Texte de la page -

....................

Le site internet Scriptorium (http://scriptorium.bcu-lausanne.ch) a été créé récemment par la Bibliothèque cantonale et universitaire (BCU) afin de mettre à disposition du public des collections complètes de journaux vaudois anciens et actuels, patiemment et minutieusement scannés. En attendant d'autres titres, on y trouve d'ores et déjà les quotidiens 24 heures (autrefois Feuille d'avis de Lausanne) et Le Matin.

Il est fascinant de pouvoir ainsi, confortablement installé dans son salon, se plonger dans la lecture d'anciens journaux. Pas forcément très anciens, d'ailleurs: que se passait-il, par exemple, le jour de notre naissance? Nous nous sommes amusés à retrouver l'édition de la Feuille d'avis de Lausanne du vendredi 3 octobre 1969.

La première chose qui nous frappe est la quantité importante de publicités et d'annonces: sur soixante-six pages, dix-huit seulement sont rédactionnelles. Il est vrai que les supports publicitaires étaient alors moins nombreux et variés qu'aujourd'hui.

Ensuite, en parcourant quelques titres, certains nous semblent étonnamment actuels: A la bourse de Francfort, seul le franc suisse reste en hausse. Ou celui-ci: La compétitivité de l'économie française: des conclusions plutôt alarmantes. Ou encore: Des prêtres libéraux font scandale à Rome.

Déjà à l'époque, on parlait beaucoup de l'Europe institutionnelle. Par exemple: Le torchon brûle entre Bonn et Bruxelles (Berlin, faut-il le rappeler, n'est redevenue capitale qu'après la réunification de l'Allemagne). Mais aussi un article intitulé La commission de Bruxelles insiste, qui explique que «la commission de Bruxelles a invité jeudi les six pays du Marché commun à ouvrir dès que possible des négociations avec la Grande-Bretagne, l'Irlande, le Danemark et la Norvège en vue de leur admission dans la CEE».

Les pages internationales nous replongent cependant dans des épisodes moins présents à notre esprit. Notre continent vivait des crises (Gibraltar: la marine espagnole a jeté l'ancre face à la Royal Navy). La Grèce faisait parler d'elle, non pour le chaos de son économie mais pour le caractère jugé infréquentable de son «régime des colonels» (La Grèce et le Conseil de l'Europe: on s'achemine vers l'exclusion). L'époque voyait se répandre les armes nucléaires (Malgré le risque de provoquer un séisme ou un raz de marée, les Etats-Unis ont procédé à une colossale explosion atomique). En fin de journal, on nous présente Olof Palme, «nouvelle étoile du socialisme européen».

....................

Données enregistrées -

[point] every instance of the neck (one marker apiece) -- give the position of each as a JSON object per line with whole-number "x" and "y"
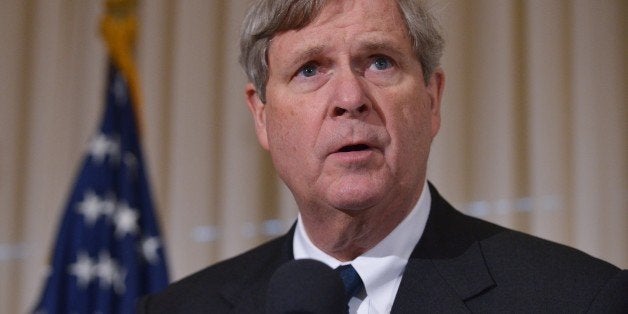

....................

Consigne - Selon le texte de la page, combien des soixante-six pages de la Feuille d'avis de Lausanne du 3 octobre 1969 sont rédactionnelles ?

Réponse attendue - Dix-huit pages seulement.